▶ [REQUIRED TASK]: Condense the paragraph of the book review that begins "In spite of my initial criticisms" into a short bulleted list that keeps its main points.

▶ [SUPPLIED PASSAGE]:
+++++
Slow is smooth; smooth is fast.



Christmas messages are often the bane of Christmas – dull and predictable in both content and delivery and only usually surprising in what they omit rather than what they contain. This year, thanks to Channel Four, and the President of Iran, Mahmoud Ahmedinejad, the whole affair has been fraught with controversy.

This post is the closest I’m going to get to one – this year or any year. And it comes in the form of a book review – a first for THWC.


I spotted In Praise Of Slow gathering dust (appropriately or not) in the bargain basement of my local Kinokuniya on Christmas Eve – oddly only days before the universal truth that is the headline of this post was passed onto me by a journalist and spiritual commentator friend of mine, Bevan Powrie. In doing so he had inadvertently lead me to the book – during what I felt like was an episode of his biurnal recurrence syndrome, but which he assures me was pure synchronicity, albeit a strong case of.

What compounded the oddity was that though this title is a long lost cousin of a family of exposes that I have read (including No Logo, Fast Food Nation, Authenticity and Blink) I’d never even come across this title, not even once, though it was written over four years ago. I guess I am just, er, slow. And I was about to see why that wasn’t a bad thing.

Though I find the existence of this collection of tributes to steady social revolutionaries (that denounce haste rather than pace and whose MO is about finding tempo giusto) more interesting than the actual book or its contents, my initial contention was, rather ironically, the book’s pace.

Stretching three points over 250 pages seemed a little gratuitous; the leisurely examples unnecessary, but I guess that’s Honore’s point – perhaps the very intention of the book is to encourage (read: force) the reader into long, drawn out appreciation.

Slow is also padded for another reason – to sell – but I would have paid more for an abridged version. [Interestingly enough, Honore almost anticipates (foretells) this.] Sidestep the filling if you like and the introduction and the conclusion go some way to telling his story.

In all fairness he does give the reader a pointer – but unfortunately it doesn't come soon enough. The chapter on reading slowly came, for me at 200-odd pages in, too late in the book – as I was already whizzing through the thing when it flagged me down. (Perhaps I'd be better off with Gleik's Faster. )

In spite of my initial criticisms though there are a number of profound insights within the pages of this text – along with of course understanding the how and why of Bevan’s message. And it wasn’t that the clock, rather than the steam engine or the Spinning Jenny, as my history master had me believe, was the single most important invention/fulcrum of the European industrial revolution; nor that time is the new money, the new currency of the 21st Century (apt though that it is as we collectively mourn the death of the dollar); more that in using time and speed to hide from death, we divide up time in such a way we become more acutely and bitterly aware of our end. 

This is as fundamental as a message can get. 

Whether you're manically scouring the shelves at Woolworths or crazily shopping online there's something in here for you (somewhere) – though I wouldn't necessarily rush out and buy a copy.

2 comments:

Charles Edward Frith said...

Easily your finest post. You do flippancy and gravity most excellent. I aim to slip you a Rohypnol and make you write. I am bad like that.

Rupert James said...

Thank you, Charles.

Fortunately or unfortunately, you caught me flashing my initial scribbles again.

Just hope the sense of gravity and flippancy shines through the fuller body copy version.
+++++
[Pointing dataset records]
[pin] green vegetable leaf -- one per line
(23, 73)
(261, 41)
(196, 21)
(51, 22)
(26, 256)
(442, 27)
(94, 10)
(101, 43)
+++++
▶ [RESULT FOR THIS EXERCISE]:
- Despite the reviewer's initial criticisms, the book offers a number of profound insights and explains the how and why of Bevan's message.
- The central insight is not that the clock, rather than the steam engine or the Spinning Jenny, was the most important invention of the European industrial revolution.
- Nor is it that time is the new money, the new currency of the 21st century.
- Rather, it is that in using time and speed to hide from death, we divide up time in a way that makes us more acutely and bitterly aware of our end.